What is expected: Please repeat every entry exactly as given, apart from dropping the images.
------ The records
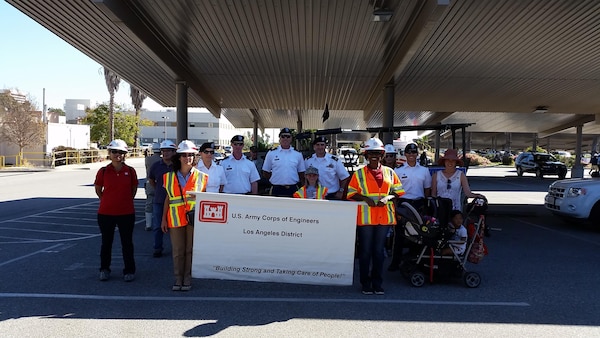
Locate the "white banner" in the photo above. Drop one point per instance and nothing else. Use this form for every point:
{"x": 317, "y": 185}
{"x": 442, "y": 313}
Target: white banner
{"x": 274, "y": 239}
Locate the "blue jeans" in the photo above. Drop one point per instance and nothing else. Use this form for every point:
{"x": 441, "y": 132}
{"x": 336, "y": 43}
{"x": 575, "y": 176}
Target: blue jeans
{"x": 371, "y": 243}
{"x": 157, "y": 213}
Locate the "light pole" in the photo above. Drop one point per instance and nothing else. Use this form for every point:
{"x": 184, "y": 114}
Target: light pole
{"x": 165, "y": 127}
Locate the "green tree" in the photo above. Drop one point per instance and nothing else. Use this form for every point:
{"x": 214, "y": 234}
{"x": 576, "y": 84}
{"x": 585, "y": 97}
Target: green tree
{"x": 126, "y": 125}
{"x": 20, "y": 124}
{"x": 423, "y": 143}
{"x": 137, "y": 99}
{"x": 112, "y": 84}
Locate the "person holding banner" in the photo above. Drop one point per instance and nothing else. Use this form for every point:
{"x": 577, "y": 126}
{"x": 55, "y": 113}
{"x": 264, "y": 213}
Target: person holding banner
{"x": 284, "y": 166}
{"x": 312, "y": 188}
{"x": 241, "y": 174}
{"x": 376, "y": 185}
{"x": 177, "y": 183}
{"x": 207, "y": 165}
{"x": 332, "y": 173}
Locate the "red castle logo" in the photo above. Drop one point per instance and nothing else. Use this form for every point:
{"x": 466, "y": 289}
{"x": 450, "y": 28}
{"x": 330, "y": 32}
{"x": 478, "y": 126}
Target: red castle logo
{"x": 213, "y": 212}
------------
Written response:
Locate the "white banner" in the photo above. Drop one point per instance and nothing else. Use this form for every point:
{"x": 317, "y": 185}
{"x": 442, "y": 313}
Target: white banner
{"x": 274, "y": 239}
Locate the "blue jeans" in the photo above. Drop one point per instance and nothing else. Use this form for every point:
{"x": 441, "y": 132}
{"x": 336, "y": 43}
{"x": 575, "y": 176}
Target: blue jeans
{"x": 371, "y": 243}
{"x": 157, "y": 213}
Locate the "light pole" in the photo above. Drop one point per instance and nothing else. Use this form for every point:
{"x": 184, "y": 114}
Target: light pole
{"x": 165, "y": 127}
Locate the "green tree" in the photo above. Drop one point per instance and nothing else. Use this form for every point:
{"x": 214, "y": 234}
{"x": 576, "y": 84}
{"x": 585, "y": 97}
Target: green tree
{"x": 126, "y": 125}
{"x": 20, "y": 124}
{"x": 423, "y": 143}
{"x": 137, "y": 99}
{"x": 112, "y": 84}
Locate the "person holding banner" in the photo above. Drop one point per instance and nothing else. Use this form for every point:
{"x": 577, "y": 126}
{"x": 55, "y": 113}
{"x": 264, "y": 213}
Target: person holding banner
{"x": 284, "y": 166}
{"x": 312, "y": 188}
{"x": 241, "y": 174}
{"x": 376, "y": 185}
{"x": 177, "y": 183}
{"x": 207, "y": 165}
{"x": 332, "y": 173}
Locate the "red castle logo" in the photo above. Drop one point per instance and nothing else. Use this form for every point:
{"x": 466, "y": 289}
{"x": 450, "y": 28}
{"x": 330, "y": 32}
{"x": 478, "y": 126}
Target: red castle logo
{"x": 213, "y": 212}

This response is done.